Exercise prompt
Rewrite all the entries below as a numbered list, skipping any blank lines. Omit the pictures from your answer.

Extracted records
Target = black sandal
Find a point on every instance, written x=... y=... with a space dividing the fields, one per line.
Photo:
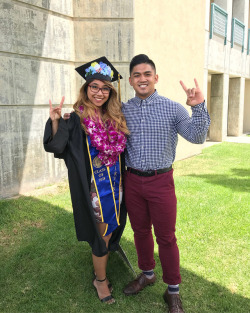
x=106 y=299
x=110 y=287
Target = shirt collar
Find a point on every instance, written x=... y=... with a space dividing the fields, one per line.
x=138 y=101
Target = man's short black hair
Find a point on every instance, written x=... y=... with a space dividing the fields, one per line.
x=139 y=59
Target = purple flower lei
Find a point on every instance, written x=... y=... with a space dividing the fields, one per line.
x=106 y=139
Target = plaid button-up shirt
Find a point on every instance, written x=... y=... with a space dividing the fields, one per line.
x=154 y=125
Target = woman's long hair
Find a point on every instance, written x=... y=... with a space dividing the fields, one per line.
x=111 y=108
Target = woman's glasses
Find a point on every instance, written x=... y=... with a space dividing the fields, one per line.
x=95 y=89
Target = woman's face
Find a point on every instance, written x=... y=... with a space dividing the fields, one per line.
x=98 y=92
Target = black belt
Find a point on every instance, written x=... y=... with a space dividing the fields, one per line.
x=149 y=173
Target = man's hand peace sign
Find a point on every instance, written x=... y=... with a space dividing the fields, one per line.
x=194 y=95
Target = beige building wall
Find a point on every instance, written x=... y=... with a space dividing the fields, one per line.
x=172 y=34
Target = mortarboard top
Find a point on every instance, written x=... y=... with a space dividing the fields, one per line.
x=100 y=68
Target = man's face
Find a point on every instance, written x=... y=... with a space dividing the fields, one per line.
x=143 y=79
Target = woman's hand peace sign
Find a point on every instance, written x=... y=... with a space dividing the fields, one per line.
x=55 y=113
x=194 y=95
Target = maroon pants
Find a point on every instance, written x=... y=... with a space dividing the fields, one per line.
x=152 y=200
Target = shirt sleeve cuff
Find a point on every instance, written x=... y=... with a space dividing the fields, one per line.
x=200 y=107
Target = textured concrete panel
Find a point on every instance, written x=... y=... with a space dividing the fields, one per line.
x=115 y=40
x=219 y=106
x=104 y=8
x=24 y=163
x=32 y=32
x=235 y=106
x=30 y=81
x=62 y=6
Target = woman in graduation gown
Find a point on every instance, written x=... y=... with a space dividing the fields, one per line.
x=91 y=143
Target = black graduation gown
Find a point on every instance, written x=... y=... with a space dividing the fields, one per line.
x=69 y=143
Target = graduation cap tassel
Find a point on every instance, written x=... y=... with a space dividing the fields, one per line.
x=119 y=89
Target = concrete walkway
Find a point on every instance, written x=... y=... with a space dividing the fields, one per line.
x=240 y=139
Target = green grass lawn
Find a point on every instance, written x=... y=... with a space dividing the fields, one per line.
x=45 y=269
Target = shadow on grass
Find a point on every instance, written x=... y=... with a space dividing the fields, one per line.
x=45 y=269
x=237 y=181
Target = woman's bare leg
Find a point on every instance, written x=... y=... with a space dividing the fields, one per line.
x=100 y=265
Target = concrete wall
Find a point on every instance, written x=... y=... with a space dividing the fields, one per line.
x=172 y=34
x=36 y=62
x=246 y=121
x=232 y=66
x=38 y=42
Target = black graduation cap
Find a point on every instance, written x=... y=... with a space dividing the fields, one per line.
x=100 y=68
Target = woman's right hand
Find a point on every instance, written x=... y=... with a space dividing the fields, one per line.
x=55 y=113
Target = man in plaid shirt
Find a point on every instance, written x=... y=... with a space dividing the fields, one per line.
x=154 y=123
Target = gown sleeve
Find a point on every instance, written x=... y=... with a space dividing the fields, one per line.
x=56 y=144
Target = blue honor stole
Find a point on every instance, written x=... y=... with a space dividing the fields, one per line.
x=107 y=182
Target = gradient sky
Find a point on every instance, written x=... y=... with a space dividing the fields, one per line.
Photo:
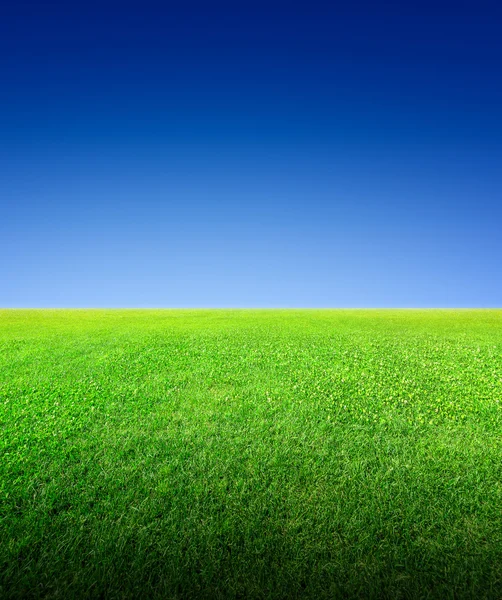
x=250 y=155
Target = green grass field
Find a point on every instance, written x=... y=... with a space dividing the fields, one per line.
x=251 y=454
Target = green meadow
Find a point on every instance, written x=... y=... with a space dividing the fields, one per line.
x=251 y=454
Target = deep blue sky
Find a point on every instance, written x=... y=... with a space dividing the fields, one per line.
x=249 y=154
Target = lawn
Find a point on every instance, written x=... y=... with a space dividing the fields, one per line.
x=251 y=454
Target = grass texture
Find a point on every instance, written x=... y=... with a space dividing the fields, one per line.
x=250 y=454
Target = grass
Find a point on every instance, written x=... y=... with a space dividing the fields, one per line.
x=250 y=454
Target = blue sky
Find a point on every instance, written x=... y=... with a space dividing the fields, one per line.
x=250 y=155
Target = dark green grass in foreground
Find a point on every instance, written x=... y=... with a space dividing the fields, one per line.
x=313 y=454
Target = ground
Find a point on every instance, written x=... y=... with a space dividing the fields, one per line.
x=251 y=454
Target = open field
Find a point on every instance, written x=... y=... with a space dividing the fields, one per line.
x=251 y=454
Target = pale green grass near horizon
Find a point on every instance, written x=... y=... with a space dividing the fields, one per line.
x=238 y=453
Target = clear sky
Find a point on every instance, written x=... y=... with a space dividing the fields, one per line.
x=250 y=154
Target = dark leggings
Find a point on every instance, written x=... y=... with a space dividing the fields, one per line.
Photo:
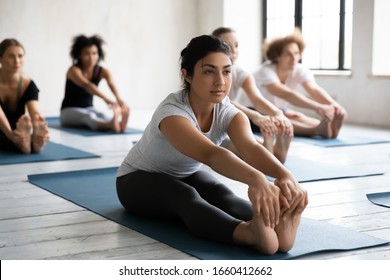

Result for this exercise
1. Target = black sandal
2. Find a point on every instance, written x=... y=... with a space dividing the fields, one per line.
3. Photo:
4. x=106 y=299
5. x=110 y=287
6. Target = shirt collar
7. Find a point on every instance, written x=... y=... with a space dividing the fields, one per line.
8. x=138 y=101
9. Target = man's short black hair
10. Find a point on every instance, written x=... y=... with a space dividing the fields, one per line.
11. x=139 y=59
12. Target = purple flower lei
13. Find a point on every instance, written x=... y=... with a space dividing the fields, one per line.
14. x=106 y=139
15. Target = plaid button-up shirt
16. Find a point on every instance, written x=... y=... with a space dividing the fields, one per line.
17. x=154 y=125
18. Target = woman's long hair
19. Find a point on every instance, written x=... y=... with a space dividing the fields, one per line.
20. x=111 y=108
21. Target = woman's glasses
22. Find a point on every instance, written x=... y=... with a space dividing the fields, one per line.
23. x=95 y=89
24. Target = woman's face
25. Find a point on every instance, written x=... y=... with a space dividing the fields, one per line.
26. x=98 y=92
27. Target = black belt
28. Find a point on every instance, written x=... y=... with a space dividing the fields, one per line.
29. x=149 y=173
30. Target = man's hand peace sign
31. Find a point on every instance, written x=... y=... with a space dividing the fields, one per line.
32. x=194 y=95
33. Target = beige building wall
34. Find a point on every instance, written x=... y=... with a space dividing the fields, one per line.
35. x=172 y=34
36. Target = mortarboard top
37. Find a point on every instance, written x=... y=... with a space dividing the fields, one per line.
38. x=100 y=68
39. Target = man's face
40. Find a point on every instance, written x=... y=... with a space dividing the fields, one per line.
41. x=143 y=79
42. Target = woman's hand peace sign
43. Find a point on every instance, written x=... y=... with a space dividing the fields, one per line.
44. x=55 y=113
45. x=194 y=95
46. Target = maroon pants
47. Find a point on every instance, written x=... y=... with a space dividing the fields, one per line.
48. x=152 y=200
49. Target = shirt sleeve cuff
50. Find a point on every instance, written x=... y=... with a space dividing the fields, one per line.
51. x=200 y=107
52. Target = textured concrete panel
53. Find a point on every instance, written x=... y=... with a space dividing the fields, one per line.
54. x=115 y=40
55. x=219 y=106
56. x=104 y=8
57. x=24 y=163
58. x=32 y=32
59. x=235 y=106
60. x=30 y=81
61. x=62 y=6
62. Target = woman in graduation gown
63. Find a point on every instance, written x=... y=... with a space dividing the fields, one per line.
64. x=91 y=143
65. Target = black graduation gown
66. Find a point on every instance, written x=... y=... with a space dividing the fields, one per line.
67. x=69 y=143
68. Target = graduation cap tassel
69. Find a point on every instance, written x=... y=... with a space dividing the fields, one per line.
70. x=119 y=89
71. Target = concrete walkway
72. Find a point on every instance, written x=... y=... with a space dividing the fields, one per line.
73. x=240 y=139
74. Target = green grass lawn
75. Find a point on every instance, written x=... y=... with a space dividing the fields, one per line.
76. x=45 y=269
77. Target = shadow on grass
78. Find a point on every instance, written x=... y=... with a space dividing the fields, one per line.
79. x=45 y=269
80. x=237 y=181
81. Target = woman's bare leg
82. Find a point on every instance, written x=... y=... with a space dividing the fields, one per line.
83. x=100 y=265
84. Target = concrete wall
85. Find a point on every instance, written x=... y=... with a space dividing the fields, one per line.
86. x=172 y=34
87. x=36 y=62
88. x=246 y=121
89. x=232 y=66
90. x=38 y=42
91. Target = black graduation cap
92. Find a point on every instance, written x=... y=... with a space dividing the fields, one per line.
93. x=100 y=68
94. Target = woman's right hand
95. Find a point on every instance, written x=... y=... with a space dividing the fields, one per line.
96. x=55 y=113
97. Target = man in plaid shirt
98. Find a point on every instance, written x=... y=... with a space dividing the fields, one per line.
99. x=154 y=123
100. Target = gown sleeve
101. Find a point on every instance, written x=... y=... with a space dividing the fields, one per line.
102. x=56 y=144
103. Target = blue honor stole
104. Find a point on every instance, written x=... y=... with a space dividing the fields, one per line.
105. x=107 y=182
106. Target = gradient sky
107. Find a point on every instance, written x=... y=... with a space dividing the fields, one per line.
108. Photo:
109. x=250 y=155
110. Target = green grass field
111. Find a point on every instance, written x=... y=... with a space dividing the fields, one per line.
112. x=251 y=454
113. Target = green meadow
114. Find a point on every instance, written x=... y=... with a space dividing the fields, one per line.
115. x=251 y=454
116. Target = deep blue sky
117. Find a point on every instance, written x=... y=... with a space dividing the fields, one per line.
118. x=249 y=154
119. Target = lawn
120. Find a point on every instance, written x=... y=... with a space dividing the fields, one per line.
121. x=251 y=454
122. Target = grass texture
123. Find a point on every instance, written x=... y=... with a space dividing the fields, one per line.
124. x=250 y=454
125. Target = grass
126. Find a point on every instance, written x=... y=... with a space dividing the fields, one per line.
127. x=250 y=454
128. Target = blue sky
129. Find a point on every instance, written x=... y=... with a space dividing the fields, one per line.
130. x=250 y=155
131. Target = dark green grass in foreground
132. Find a point on every instance, written x=... y=... with a space dividing the fields, one per line.
133. x=313 y=454
134. Target = ground
135. Find a point on every instance, written x=... y=... with a space dividing the fields, one per line.
136. x=251 y=454
137. Target = open field
138. Find a point on every instance, written x=... y=... with a space dividing the fields, one per line.
139. x=251 y=454
140. Target = pale green grass near horizon
141. Find a point on every instance, written x=... y=... with a space dividing the fields, one per line.
142. x=238 y=453
143. Target = clear sky
144. Find a point on every instance, written x=... y=... with a space dividing the fields, one per line.
145. x=250 y=154
146. Target = dark leggings
147. Find a point on every instance, written x=... y=... with a space dividing the fields, one per line.
148. Photo:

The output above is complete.